(Stored items)
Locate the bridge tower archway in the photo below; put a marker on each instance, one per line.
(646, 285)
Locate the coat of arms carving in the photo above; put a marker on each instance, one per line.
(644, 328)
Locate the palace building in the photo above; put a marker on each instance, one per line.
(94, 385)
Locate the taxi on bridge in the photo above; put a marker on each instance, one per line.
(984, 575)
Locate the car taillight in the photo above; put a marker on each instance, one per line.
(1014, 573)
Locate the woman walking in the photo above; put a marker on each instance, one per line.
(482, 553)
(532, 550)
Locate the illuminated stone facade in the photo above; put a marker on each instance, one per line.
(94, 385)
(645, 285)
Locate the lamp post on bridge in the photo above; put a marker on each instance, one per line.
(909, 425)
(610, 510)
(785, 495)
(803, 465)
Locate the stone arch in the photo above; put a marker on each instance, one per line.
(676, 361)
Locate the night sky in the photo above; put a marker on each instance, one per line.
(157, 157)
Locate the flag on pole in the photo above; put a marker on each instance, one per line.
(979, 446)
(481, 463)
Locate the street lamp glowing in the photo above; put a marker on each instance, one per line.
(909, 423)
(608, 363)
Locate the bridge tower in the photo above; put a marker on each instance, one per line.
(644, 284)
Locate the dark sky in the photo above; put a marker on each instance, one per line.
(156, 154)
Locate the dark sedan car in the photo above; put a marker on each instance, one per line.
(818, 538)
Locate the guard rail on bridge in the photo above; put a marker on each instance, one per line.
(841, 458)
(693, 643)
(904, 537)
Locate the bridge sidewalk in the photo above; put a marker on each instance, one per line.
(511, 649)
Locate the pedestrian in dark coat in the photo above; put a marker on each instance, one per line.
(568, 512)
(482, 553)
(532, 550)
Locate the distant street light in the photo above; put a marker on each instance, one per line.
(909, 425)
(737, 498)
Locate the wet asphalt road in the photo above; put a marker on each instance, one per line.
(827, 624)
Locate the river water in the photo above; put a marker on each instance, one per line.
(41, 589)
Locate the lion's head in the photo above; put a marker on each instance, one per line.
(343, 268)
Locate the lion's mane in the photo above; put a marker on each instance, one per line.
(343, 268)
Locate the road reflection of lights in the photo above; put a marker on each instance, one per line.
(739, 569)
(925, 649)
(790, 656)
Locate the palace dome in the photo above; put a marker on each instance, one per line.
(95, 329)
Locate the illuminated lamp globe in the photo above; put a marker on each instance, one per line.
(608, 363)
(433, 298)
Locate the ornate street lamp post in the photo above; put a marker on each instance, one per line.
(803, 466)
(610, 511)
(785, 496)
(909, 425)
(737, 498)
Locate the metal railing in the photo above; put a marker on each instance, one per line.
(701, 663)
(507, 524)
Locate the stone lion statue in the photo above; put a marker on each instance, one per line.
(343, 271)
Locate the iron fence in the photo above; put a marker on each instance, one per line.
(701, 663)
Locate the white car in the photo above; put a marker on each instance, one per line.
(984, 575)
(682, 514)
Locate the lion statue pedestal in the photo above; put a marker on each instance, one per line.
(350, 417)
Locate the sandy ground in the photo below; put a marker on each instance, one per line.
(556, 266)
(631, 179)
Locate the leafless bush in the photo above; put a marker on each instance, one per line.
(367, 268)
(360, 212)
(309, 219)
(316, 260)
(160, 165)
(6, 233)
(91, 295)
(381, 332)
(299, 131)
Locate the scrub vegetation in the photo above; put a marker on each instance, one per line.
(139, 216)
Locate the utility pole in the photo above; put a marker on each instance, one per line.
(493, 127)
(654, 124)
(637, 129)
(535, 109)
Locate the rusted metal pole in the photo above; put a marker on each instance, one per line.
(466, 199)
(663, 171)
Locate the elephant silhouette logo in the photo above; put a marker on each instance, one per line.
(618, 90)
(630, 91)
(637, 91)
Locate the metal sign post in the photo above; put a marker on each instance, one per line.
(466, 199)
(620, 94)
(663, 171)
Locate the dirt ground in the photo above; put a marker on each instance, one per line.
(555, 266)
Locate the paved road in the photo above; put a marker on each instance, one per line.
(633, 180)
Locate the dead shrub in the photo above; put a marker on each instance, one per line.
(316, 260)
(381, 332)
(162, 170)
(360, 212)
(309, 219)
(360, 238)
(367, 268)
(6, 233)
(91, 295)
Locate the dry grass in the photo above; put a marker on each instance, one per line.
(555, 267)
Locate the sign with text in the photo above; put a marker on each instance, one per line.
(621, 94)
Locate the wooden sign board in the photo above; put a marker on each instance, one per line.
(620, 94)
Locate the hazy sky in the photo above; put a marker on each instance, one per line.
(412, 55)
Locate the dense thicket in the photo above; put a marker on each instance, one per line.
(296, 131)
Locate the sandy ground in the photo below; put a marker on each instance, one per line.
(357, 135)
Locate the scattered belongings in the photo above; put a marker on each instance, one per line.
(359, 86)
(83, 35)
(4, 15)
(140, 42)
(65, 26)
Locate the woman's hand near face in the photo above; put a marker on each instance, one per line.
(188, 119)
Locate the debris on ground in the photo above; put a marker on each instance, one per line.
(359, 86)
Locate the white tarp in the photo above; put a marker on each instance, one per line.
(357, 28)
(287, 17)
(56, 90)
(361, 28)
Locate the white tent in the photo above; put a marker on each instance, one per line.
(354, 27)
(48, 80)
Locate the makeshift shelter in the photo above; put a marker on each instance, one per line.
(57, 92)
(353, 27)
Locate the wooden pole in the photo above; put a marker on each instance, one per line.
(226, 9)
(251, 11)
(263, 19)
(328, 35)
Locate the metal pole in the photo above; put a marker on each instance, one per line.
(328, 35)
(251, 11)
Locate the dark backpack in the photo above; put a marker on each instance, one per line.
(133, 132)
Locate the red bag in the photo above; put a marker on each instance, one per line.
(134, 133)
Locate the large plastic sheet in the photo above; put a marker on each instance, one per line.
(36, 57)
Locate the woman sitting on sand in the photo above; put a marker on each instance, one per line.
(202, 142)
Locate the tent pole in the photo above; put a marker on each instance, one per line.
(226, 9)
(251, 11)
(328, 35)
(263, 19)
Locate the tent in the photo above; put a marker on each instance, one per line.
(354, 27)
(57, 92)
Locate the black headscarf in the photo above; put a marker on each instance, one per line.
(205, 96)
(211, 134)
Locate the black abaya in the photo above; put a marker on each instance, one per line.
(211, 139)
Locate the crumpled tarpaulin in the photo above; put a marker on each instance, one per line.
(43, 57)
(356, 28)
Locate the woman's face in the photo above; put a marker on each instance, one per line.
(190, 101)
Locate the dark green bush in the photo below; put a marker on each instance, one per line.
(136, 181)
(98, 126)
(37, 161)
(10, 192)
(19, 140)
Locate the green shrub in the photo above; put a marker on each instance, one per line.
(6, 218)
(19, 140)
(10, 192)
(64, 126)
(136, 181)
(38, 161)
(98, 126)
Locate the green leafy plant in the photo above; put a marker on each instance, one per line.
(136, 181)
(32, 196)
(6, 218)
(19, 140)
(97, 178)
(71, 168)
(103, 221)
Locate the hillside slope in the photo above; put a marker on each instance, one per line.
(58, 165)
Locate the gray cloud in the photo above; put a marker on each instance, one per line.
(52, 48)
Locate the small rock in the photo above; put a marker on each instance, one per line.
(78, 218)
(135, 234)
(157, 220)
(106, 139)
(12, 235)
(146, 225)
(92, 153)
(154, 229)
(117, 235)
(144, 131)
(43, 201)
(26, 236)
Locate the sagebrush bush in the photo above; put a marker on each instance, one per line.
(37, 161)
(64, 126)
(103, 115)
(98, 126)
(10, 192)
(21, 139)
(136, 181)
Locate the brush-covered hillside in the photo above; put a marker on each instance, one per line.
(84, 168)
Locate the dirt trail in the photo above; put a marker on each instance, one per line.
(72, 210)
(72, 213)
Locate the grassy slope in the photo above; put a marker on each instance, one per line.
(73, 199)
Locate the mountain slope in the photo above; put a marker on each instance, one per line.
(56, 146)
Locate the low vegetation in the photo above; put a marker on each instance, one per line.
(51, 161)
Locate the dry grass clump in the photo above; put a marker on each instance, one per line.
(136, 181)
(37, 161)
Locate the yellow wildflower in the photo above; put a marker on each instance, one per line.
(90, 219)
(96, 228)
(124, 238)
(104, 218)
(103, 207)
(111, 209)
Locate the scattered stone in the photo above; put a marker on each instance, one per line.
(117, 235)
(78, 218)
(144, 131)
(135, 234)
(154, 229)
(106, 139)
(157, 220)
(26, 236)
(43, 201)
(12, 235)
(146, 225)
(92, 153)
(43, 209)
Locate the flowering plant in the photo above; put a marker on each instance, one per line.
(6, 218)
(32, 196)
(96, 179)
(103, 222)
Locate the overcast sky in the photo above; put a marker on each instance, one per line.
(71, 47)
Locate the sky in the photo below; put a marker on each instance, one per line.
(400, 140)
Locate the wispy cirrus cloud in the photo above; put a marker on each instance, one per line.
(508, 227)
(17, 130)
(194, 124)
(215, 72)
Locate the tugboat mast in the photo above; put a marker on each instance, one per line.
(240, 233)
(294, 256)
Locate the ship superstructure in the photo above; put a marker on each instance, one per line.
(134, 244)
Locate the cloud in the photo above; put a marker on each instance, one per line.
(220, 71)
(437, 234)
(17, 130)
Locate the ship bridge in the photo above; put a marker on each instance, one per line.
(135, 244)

> [Task prompt]:
Reproduce the records from the line that contains "Locate the brush-covered" through the end of the records, substituting "loose rock" for "scattered stone" and leaving everything else unchanged.

> [Task answer]:
Locate the brush-covered hillside in the photo above; put a marker on each instance, one per line.
(84, 168)
Locate the dirt trail in the photo above; put a marker on each instance, one per line.
(72, 210)
(72, 213)
Locate the grassy slope in the photo above; put a marker on each instance, one per line.
(73, 199)
Locate the mountain slope in the photo above; put a marker on each instance, one per line.
(56, 146)
Locate the low vegetation in the photo above; put a marker on each instance, one per line.
(51, 161)
Locate the dry grass clump in the photo above; put a marker on each instance, one per line.
(136, 181)
(37, 161)
Locate the yellow wildflower in the photo above; put a marker on each instance, one per line.
(90, 219)
(96, 228)
(124, 238)
(104, 218)
(103, 207)
(111, 209)
Locate the loose rock in the photo above; put a marker on each instance, one per line.
(117, 235)
(78, 218)
(144, 131)
(135, 234)
(154, 229)
(106, 139)
(157, 220)
(26, 236)
(43, 201)
(12, 235)
(146, 225)
(92, 153)
(43, 209)
Locate the flowering plant in the photo above; put a marker on each instance, one per line.
(6, 218)
(32, 196)
(96, 179)
(103, 222)
Locate the overcast sky in the photo above; put a marker on each instance, one per line.
(71, 47)
Locate the sky in the photo below; put a marker on each instance, one per line.
(400, 140)
Locate the wispy cirrus cloud in the photo above; put a marker on each instance, one per line.
(508, 227)
(17, 130)
(194, 124)
(215, 72)
Locate the tugboat mast in the photo above; put a marker on each instance, one per line.
(240, 233)
(294, 256)
Locate the ship superstructure in the photo above; put a marker on each instance, one per line.
(134, 244)
Locate the cloud in the photo above; put a marker on each instance, one per line.
(220, 71)
(437, 234)
(17, 130)
Locate the ship bridge in the photo above; put a marker on each instance, one per line.
(135, 244)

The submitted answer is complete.